-------- Provided records

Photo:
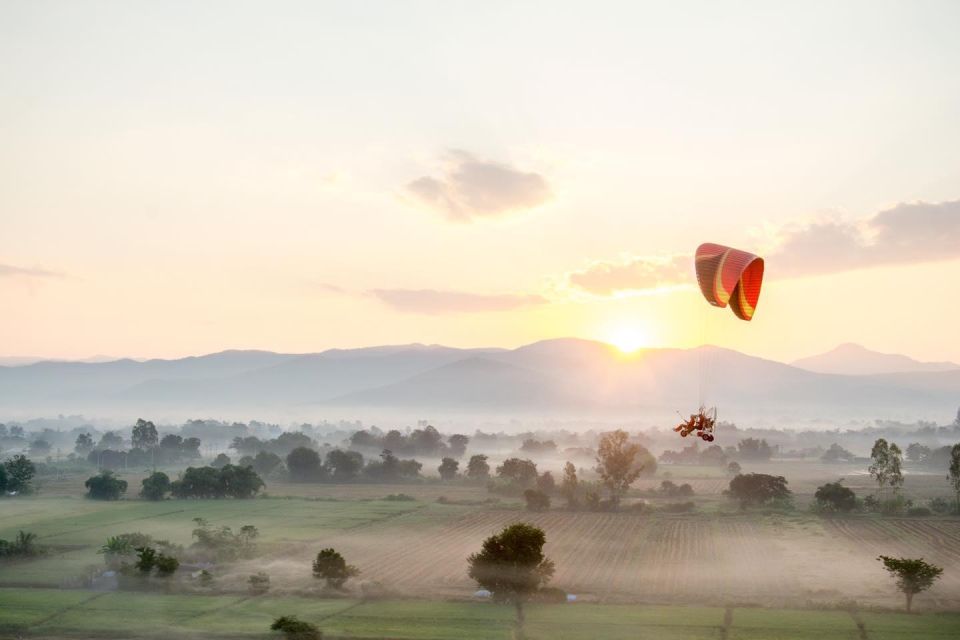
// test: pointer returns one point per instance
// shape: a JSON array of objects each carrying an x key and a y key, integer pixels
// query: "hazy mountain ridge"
[
  {"x": 854, "y": 359},
  {"x": 550, "y": 376}
]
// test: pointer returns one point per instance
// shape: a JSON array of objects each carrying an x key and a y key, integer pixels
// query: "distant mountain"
[
  {"x": 853, "y": 359},
  {"x": 549, "y": 378}
]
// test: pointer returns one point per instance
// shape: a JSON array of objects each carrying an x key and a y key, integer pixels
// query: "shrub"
[
  {"x": 940, "y": 505},
  {"x": 105, "y": 486},
  {"x": 295, "y": 629},
  {"x": 259, "y": 583}
]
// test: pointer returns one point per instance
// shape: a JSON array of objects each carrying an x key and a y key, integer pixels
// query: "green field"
[{"x": 52, "y": 613}]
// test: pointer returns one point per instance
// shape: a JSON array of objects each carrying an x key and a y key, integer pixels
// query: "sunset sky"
[{"x": 180, "y": 178}]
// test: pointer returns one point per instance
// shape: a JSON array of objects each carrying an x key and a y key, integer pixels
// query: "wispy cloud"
[
  {"x": 433, "y": 302},
  {"x": 11, "y": 271},
  {"x": 607, "y": 278},
  {"x": 907, "y": 233},
  {"x": 471, "y": 189}
]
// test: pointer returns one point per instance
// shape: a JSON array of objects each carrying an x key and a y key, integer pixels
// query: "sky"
[{"x": 180, "y": 178}]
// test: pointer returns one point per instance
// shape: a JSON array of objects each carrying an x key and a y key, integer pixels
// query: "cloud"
[
  {"x": 472, "y": 189},
  {"x": 631, "y": 274},
  {"x": 433, "y": 302},
  {"x": 907, "y": 233},
  {"x": 10, "y": 271}
]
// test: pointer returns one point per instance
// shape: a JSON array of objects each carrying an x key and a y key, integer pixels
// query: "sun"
[{"x": 627, "y": 339}]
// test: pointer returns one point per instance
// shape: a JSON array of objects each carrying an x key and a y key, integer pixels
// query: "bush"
[
  {"x": 259, "y": 583},
  {"x": 833, "y": 496},
  {"x": 295, "y": 629},
  {"x": 105, "y": 486},
  {"x": 155, "y": 486}
]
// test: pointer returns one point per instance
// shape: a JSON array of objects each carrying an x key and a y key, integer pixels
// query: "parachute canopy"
[{"x": 730, "y": 276}]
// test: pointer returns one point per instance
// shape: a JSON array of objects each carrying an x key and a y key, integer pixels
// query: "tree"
[
  {"x": 570, "y": 486},
  {"x": 913, "y": 575},
  {"x": 895, "y": 468},
  {"x": 84, "y": 444},
  {"x": 303, "y": 464},
  {"x": 833, "y": 496},
  {"x": 546, "y": 483},
  {"x": 618, "y": 463},
  {"x": 953, "y": 473},
  {"x": 39, "y": 448},
  {"x": 511, "y": 565},
  {"x": 333, "y": 568},
  {"x": 886, "y": 465},
  {"x": 20, "y": 472},
  {"x": 520, "y": 473},
  {"x": 753, "y": 449},
  {"x": 448, "y": 469},
  {"x": 221, "y": 461},
  {"x": 265, "y": 462},
  {"x": 105, "y": 486},
  {"x": 344, "y": 465},
  {"x": 144, "y": 435},
  {"x": 917, "y": 453},
  {"x": 536, "y": 500},
  {"x": 836, "y": 453},
  {"x": 458, "y": 445},
  {"x": 478, "y": 468},
  {"x": 155, "y": 486},
  {"x": 295, "y": 629},
  {"x": 259, "y": 583},
  {"x": 110, "y": 440},
  {"x": 757, "y": 489}
]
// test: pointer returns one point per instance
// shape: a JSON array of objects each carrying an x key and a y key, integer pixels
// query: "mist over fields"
[{"x": 565, "y": 377}]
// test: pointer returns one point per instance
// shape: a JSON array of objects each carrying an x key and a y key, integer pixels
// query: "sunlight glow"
[{"x": 627, "y": 338}]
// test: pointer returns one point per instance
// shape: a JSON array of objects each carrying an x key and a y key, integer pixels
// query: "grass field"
[
  {"x": 53, "y": 613},
  {"x": 715, "y": 573}
]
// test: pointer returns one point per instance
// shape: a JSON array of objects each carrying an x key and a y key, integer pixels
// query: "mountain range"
[{"x": 550, "y": 378}]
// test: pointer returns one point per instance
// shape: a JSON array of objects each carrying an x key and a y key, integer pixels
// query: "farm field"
[
  {"x": 40, "y": 613},
  {"x": 418, "y": 548}
]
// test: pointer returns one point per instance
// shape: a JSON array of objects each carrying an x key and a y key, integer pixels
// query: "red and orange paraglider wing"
[{"x": 730, "y": 276}]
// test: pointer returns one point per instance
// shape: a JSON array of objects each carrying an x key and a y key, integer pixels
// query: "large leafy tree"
[
  {"x": 144, "y": 435},
  {"x": 344, "y": 465},
  {"x": 913, "y": 575},
  {"x": 953, "y": 472},
  {"x": 833, "y": 496},
  {"x": 84, "y": 444},
  {"x": 619, "y": 463},
  {"x": 522, "y": 473},
  {"x": 155, "y": 486},
  {"x": 478, "y": 468},
  {"x": 512, "y": 566},
  {"x": 448, "y": 469},
  {"x": 570, "y": 486},
  {"x": 758, "y": 488},
  {"x": 331, "y": 567},
  {"x": 105, "y": 486},
  {"x": 20, "y": 472},
  {"x": 303, "y": 464}
]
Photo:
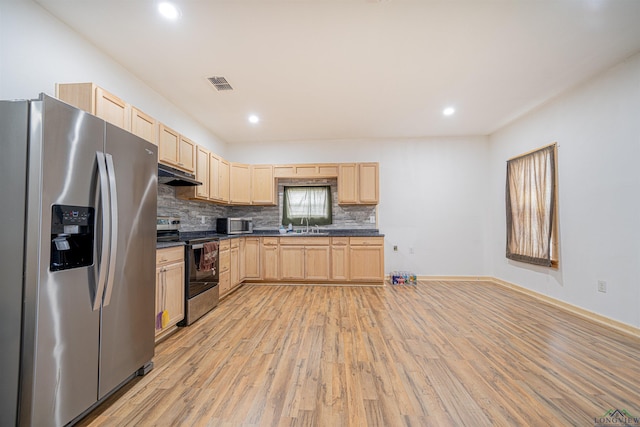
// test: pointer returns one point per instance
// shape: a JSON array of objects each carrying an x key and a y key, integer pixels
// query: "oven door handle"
[{"x": 197, "y": 246}]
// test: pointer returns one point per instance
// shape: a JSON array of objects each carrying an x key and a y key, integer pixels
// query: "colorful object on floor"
[{"x": 403, "y": 278}]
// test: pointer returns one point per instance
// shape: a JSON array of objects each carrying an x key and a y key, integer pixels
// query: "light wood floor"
[{"x": 439, "y": 353}]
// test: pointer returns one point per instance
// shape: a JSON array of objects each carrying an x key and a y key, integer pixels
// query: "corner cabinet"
[
  {"x": 169, "y": 290},
  {"x": 97, "y": 101},
  {"x": 358, "y": 183},
  {"x": 239, "y": 184},
  {"x": 366, "y": 259},
  {"x": 263, "y": 185},
  {"x": 176, "y": 150}
]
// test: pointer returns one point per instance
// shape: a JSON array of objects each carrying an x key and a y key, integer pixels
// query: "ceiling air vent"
[{"x": 220, "y": 83}]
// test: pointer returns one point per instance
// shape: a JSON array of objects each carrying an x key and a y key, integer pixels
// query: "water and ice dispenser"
[{"x": 72, "y": 237}]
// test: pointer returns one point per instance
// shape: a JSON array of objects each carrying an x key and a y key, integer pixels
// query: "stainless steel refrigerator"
[{"x": 77, "y": 284}]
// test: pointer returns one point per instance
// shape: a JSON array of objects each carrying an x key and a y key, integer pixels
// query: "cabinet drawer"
[
  {"x": 304, "y": 241},
  {"x": 367, "y": 241},
  {"x": 343, "y": 241},
  {"x": 224, "y": 260},
  {"x": 225, "y": 245},
  {"x": 270, "y": 241},
  {"x": 169, "y": 255}
]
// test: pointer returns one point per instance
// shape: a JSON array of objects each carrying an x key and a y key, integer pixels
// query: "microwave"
[{"x": 234, "y": 225}]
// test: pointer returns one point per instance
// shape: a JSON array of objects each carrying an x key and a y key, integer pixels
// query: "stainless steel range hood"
[{"x": 177, "y": 178}]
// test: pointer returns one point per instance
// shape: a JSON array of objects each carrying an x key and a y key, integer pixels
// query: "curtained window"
[
  {"x": 312, "y": 202},
  {"x": 531, "y": 207}
]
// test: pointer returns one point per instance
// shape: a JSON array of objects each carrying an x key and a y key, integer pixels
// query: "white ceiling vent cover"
[{"x": 220, "y": 83}]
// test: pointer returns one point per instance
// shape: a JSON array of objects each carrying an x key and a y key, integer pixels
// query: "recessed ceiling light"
[{"x": 169, "y": 10}]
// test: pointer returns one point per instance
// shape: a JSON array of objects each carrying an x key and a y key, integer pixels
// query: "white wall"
[
  {"x": 597, "y": 127},
  {"x": 432, "y": 196},
  {"x": 37, "y": 51}
]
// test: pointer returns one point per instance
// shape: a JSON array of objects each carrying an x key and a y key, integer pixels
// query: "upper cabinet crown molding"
[
  {"x": 224, "y": 182},
  {"x": 97, "y": 101}
]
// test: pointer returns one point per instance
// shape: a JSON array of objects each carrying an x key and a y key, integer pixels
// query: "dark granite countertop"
[
  {"x": 353, "y": 232},
  {"x": 324, "y": 233},
  {"x": 162, "y": 245}
]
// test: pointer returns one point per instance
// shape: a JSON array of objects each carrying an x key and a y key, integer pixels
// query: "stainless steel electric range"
[{"x": 201, "y": 258}]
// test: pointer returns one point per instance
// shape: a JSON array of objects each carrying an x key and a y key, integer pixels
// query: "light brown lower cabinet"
[
  {"x": 224, "y": 266},
  {"x": 308, "y": 259},
  {"x": 366, "y": 259},
  {"x": 305, "y": 258},
  {"x": 234, "y": 266},
  {"x": 252, "y": 264},
  {"x": 291, "y": 262},
  {"x": 270, "y": 258},
  {"x": 340, "y": 258},
  {"x": 169, "y": 290}
]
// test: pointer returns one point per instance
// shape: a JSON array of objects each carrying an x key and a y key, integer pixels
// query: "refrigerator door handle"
[
  {"x": 106, "y": 229},
  {"x": 113, "y": 250}
]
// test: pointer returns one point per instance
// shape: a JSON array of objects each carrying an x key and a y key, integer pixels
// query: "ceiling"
[{"x": 359, "y": 69}]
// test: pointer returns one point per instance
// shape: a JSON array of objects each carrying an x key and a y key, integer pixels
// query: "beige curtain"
[{"x": 530, "y": 202}]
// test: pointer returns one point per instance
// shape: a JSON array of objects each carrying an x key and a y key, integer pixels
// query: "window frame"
[
  {"x": 531, "y": 209},
  {"x": 326, "y": 218}
]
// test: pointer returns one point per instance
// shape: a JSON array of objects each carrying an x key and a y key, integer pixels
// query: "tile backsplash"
[{"x": 191, "y": 213}]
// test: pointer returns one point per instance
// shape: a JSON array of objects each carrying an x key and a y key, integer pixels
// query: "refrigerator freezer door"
[
  {"x": 61, "y": 380},
  {"x": 127, "y": 342},
  {"x": 13, "y": 169}
]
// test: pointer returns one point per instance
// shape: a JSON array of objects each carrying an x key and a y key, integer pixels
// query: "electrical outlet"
[{"x": 602, "y": 286}]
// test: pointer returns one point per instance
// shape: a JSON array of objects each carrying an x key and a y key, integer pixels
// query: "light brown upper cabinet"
[
  {"x": 202, "y": 172},
  {"x": 306, "y": 170},
  {"x": 176, "y": 150},
  {"x": 262, "y": 185},
  {"x": 144, "y": 126},
  {"x": 97, "y": 101},
  {"x": 358, "y": 183},
  {"x": 239, "y": 184},
  {"x": 218, "y": 179}
]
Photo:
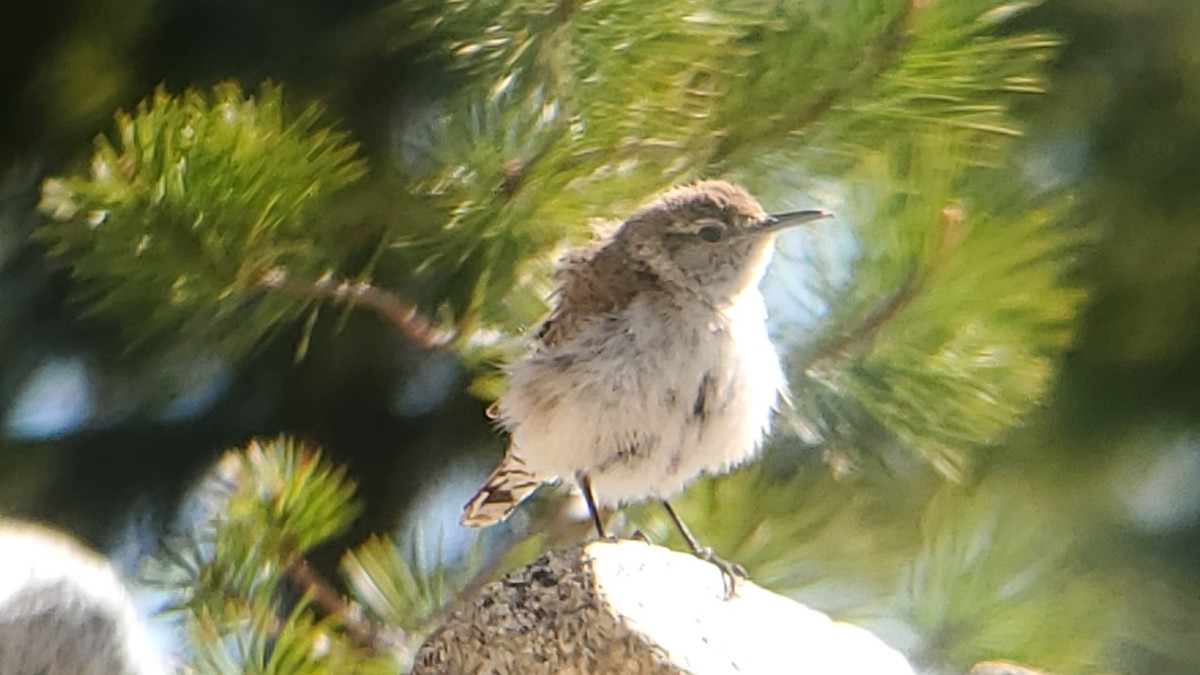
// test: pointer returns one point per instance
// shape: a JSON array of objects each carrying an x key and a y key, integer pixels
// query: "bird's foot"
[{"x": 731, "y": 572}]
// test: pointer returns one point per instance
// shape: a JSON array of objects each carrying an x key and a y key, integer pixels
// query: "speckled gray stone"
[
  {"x": 546, "y": 617},
  {"x": 631, "y": 608}
]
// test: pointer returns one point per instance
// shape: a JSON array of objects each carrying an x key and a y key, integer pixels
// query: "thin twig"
[
  {"x": 323, "y": 593},
  {"x": 402, "y": 314}
]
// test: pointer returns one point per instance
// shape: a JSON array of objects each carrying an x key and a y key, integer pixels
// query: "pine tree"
[{"x": 927, "y": 321}]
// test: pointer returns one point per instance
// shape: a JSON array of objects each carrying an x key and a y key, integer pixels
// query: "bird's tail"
[{"x": 507, "y": 487}]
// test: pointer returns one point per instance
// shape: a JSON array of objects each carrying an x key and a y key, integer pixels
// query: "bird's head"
[{"x": 711, "y": 238}]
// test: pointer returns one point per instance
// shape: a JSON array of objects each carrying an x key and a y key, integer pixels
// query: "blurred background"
[{"x": 105, "y": 442}]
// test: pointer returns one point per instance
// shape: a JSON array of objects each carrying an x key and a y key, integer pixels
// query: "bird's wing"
[{"x": 594, "y": 281}]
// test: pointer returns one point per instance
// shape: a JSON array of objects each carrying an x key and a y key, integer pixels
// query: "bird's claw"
[{"x": 731, "y": 572}]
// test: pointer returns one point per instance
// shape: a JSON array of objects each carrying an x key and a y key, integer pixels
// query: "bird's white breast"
[{"x": 645, "y": 400}]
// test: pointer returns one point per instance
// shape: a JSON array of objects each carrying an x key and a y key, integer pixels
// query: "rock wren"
[{"x": 654, "y": 366}]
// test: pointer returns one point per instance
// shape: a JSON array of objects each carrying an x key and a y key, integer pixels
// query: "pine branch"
[
  {"x": 402, "y": 315},
  {"x": 333, "y": 603}
]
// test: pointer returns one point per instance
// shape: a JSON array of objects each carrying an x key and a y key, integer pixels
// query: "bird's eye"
[{"x": 711, "y": 233}]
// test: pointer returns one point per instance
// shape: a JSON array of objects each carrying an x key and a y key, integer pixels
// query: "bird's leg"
[
  {"x": 586, "y": 487},
  {"x": 730, "y": 571}
]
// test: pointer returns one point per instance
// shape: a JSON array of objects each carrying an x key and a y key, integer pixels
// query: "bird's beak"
[{"x": 783, "y": 221}]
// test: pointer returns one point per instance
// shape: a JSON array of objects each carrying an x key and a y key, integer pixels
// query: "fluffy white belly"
[{"x": 642, "y": 405}]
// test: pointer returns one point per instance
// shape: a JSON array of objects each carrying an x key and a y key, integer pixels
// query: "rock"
[{"x": 633, "y": 608}]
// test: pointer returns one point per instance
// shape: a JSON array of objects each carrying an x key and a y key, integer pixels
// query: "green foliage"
[
  {"x": 397, "y": 590},
  {"x": 258, "y": 513},
  {"x": 988, "y": 583},
  {"x": 191, "y": 203},
  {"x": 575, "y": 111},
  {"x": 263, "y": 641},
  {"x": 959, "y": 306}
]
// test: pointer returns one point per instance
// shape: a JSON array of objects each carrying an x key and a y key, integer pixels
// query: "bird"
[{"x": 654, "y": 365}]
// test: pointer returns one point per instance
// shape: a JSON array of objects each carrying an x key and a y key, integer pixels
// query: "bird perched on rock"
[{"x": 654, "y": 366}]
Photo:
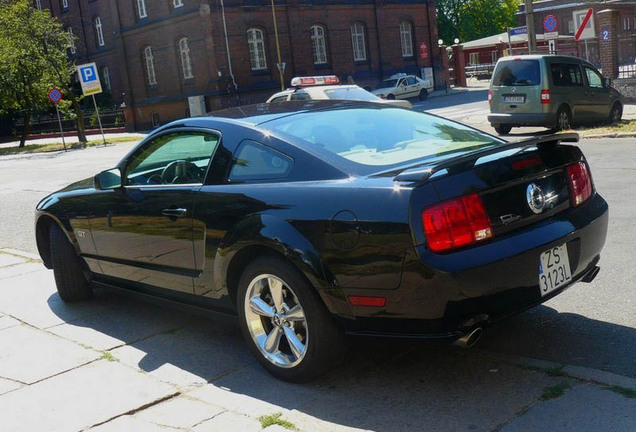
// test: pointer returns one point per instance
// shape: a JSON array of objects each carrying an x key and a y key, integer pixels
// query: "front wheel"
[{"x": 284, "y": 322}]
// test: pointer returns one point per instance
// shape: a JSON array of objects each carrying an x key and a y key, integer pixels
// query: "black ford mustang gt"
[{"x": 313, "y": 219}]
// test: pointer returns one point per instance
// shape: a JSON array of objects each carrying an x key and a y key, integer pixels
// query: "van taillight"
[
  {"x": 456, "y": 223},
  {"x": 580, "y": 182}
]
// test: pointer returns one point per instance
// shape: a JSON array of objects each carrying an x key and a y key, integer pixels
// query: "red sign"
[
  {"x": 423, "y": 50},
  {"x": 588, "y": 15}
]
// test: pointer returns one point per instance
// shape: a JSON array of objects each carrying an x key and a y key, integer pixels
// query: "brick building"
[{"x": 155, "y": 54}]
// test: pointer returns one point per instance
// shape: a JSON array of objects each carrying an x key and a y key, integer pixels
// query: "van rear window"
[{"x": 517, "y": 73}]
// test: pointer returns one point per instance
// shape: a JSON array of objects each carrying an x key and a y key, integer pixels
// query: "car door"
[{"x": 143, "y": 231}]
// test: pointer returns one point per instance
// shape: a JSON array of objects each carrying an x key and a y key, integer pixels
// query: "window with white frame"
[
  {"x": 141, "y": 9},
  {"x": 406, "y": 38},
  {"x": 71, "y": 37},
  {"x": 186, "y": 61},
  {"x": 318, "y": 44},
  {"x": 358, "y": 42},
  {"x": 256, "y": 43},
  {"x": 106, "y": 76},
  {"x": 99, "y": 31},
  {"x": 149, "y": 59}
]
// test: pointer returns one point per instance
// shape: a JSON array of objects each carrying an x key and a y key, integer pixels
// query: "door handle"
[{"x": 174, "y": 212}]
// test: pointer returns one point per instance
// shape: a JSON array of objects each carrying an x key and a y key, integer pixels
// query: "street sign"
[
  {"x": 584, "y": 23},
  {"x": 518, "y": 31},
  {"x": 89, "y": 79},
  {"x": 55, "y": 95}
]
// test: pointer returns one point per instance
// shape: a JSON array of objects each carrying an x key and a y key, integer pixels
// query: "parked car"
[
  {"x": 551, "y": 91},
  {"x": 326, "y": 88},
  {"x": 402, "y": 86},
  {"x": 306, "y": 220}
]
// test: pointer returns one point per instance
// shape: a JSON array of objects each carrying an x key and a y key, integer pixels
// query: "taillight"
[
  {"x": 580, "y": 182},
  {"x": 456, "y": 223}
]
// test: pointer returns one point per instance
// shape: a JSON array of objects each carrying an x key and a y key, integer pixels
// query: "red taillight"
[
  {"x": 456, "y": 223},
  {"x": 580, "y": 182}
]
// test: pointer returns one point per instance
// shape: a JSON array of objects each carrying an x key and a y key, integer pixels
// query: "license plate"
[
  {"x": 554, "y": 269},
  {"x": 514, "y": 99}
]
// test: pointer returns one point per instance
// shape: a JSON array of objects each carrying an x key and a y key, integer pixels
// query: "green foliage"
[{"x": 474, "y": 19}]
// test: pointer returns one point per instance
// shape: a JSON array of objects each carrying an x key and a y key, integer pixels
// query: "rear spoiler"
[{"x": 424, "y": 172}]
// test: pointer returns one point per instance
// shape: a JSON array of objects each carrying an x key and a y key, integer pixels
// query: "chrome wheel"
[{"x": 276, "y": 321}]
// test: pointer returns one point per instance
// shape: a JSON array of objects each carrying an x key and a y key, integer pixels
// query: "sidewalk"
[{"x": 117, "y": 363}]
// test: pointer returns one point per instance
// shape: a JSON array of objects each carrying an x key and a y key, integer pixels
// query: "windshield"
[
  {"x": 351, "y": 93},
  {"x": 517, "y": 73},
  {"x": 373, "y": 138}
]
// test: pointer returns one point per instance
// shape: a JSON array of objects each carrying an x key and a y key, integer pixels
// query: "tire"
[
  {"x": 616, "y": 113},
  {"x": 316, "y": 341},
  {"x": 564, "y": 119},
  {"x": 503, "y": 129},
  {"x": 71, "y": 283}
]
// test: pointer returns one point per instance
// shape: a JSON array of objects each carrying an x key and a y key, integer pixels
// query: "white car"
[
  {"x": 328, "y": 87},
  {"x": 403, "y": 87}
]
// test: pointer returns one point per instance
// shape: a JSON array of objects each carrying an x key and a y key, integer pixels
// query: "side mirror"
[{"x": 110, "y": 179}]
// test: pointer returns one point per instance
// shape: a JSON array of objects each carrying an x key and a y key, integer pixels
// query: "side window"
[
  {"x": 593, "y": 78},
  {"x": 254, "y": 161},
  {"x": 178, "y": 158}
]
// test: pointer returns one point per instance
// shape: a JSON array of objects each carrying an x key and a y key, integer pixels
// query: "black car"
[{"x": 309, "y": 220}]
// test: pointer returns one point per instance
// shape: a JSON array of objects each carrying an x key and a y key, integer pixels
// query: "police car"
[
  {"x": 328, "y": 87},
  {"x": 402, "y": 86}
]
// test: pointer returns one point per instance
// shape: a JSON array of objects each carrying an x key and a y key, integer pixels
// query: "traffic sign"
[
  {"x": 55, "y": 95},
  {"x": 89, "y": 79}
]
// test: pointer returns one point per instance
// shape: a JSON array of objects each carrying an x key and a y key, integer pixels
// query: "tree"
[
  {"x": 33, "y": 59},
  {"x": 474, "y": 19}
]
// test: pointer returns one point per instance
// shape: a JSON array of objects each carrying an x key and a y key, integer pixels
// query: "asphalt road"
[{"x": 591, "y": 325}]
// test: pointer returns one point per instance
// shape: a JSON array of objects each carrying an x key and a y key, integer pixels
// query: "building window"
[
  {"x": 358, "y": 42},
  {"x": 149, "y": 59},
  {"x": 106, "y": 76},
  {"x": 99, "y": 32},
  {"x": 318, "y": 44},
  {"x": 256, "y": 43},
  {"x": 406, "y": 38},
  {"x": 141, "y": 9},
  {"x": 71, "y": 37},
  {"x": 186, "y": 61}
]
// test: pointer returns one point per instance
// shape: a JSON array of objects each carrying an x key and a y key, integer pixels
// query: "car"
[
  {"x": 326, "y": 88},
  {"x": 402, "y": 86},
  {"x": 309, "y": 220},
  {"x": 550, "y": 91}
]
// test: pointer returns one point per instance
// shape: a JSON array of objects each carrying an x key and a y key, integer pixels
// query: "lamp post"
[{"x": 280, "y": 64}]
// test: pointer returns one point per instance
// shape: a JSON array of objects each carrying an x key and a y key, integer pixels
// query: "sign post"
[
  {"x": 89, "y": 79},
  {"x": 55, "y": 96}
]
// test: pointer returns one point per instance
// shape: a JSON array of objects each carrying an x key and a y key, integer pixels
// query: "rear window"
[
  {"x": 517, "y": 73},
  {"x": 379, "y": 137}
]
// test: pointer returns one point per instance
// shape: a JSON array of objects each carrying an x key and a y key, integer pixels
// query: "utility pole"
[{"x": 532, "y": 36}]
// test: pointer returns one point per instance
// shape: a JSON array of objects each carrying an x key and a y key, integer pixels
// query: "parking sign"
[{"x": 89, "y": 79}]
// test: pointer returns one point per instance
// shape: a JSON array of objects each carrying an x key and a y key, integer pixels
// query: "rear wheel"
[
  {"x": 284, "y": 322},
  {"x": 69, "y": 278}
]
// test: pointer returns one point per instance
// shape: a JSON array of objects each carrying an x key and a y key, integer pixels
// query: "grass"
[
  {"x": 50, "y": 147},
  {"x": 275, "y": 418},
  {"x": 555, "y": 391}
]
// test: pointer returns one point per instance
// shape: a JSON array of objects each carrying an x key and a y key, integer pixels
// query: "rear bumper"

----------------

## Given request
Select every line in the records above that contains the string "rock", and copy those lines out.

## Written answer
// query: "rock wren"
// query: "rock"
// query: "bird perched on rock"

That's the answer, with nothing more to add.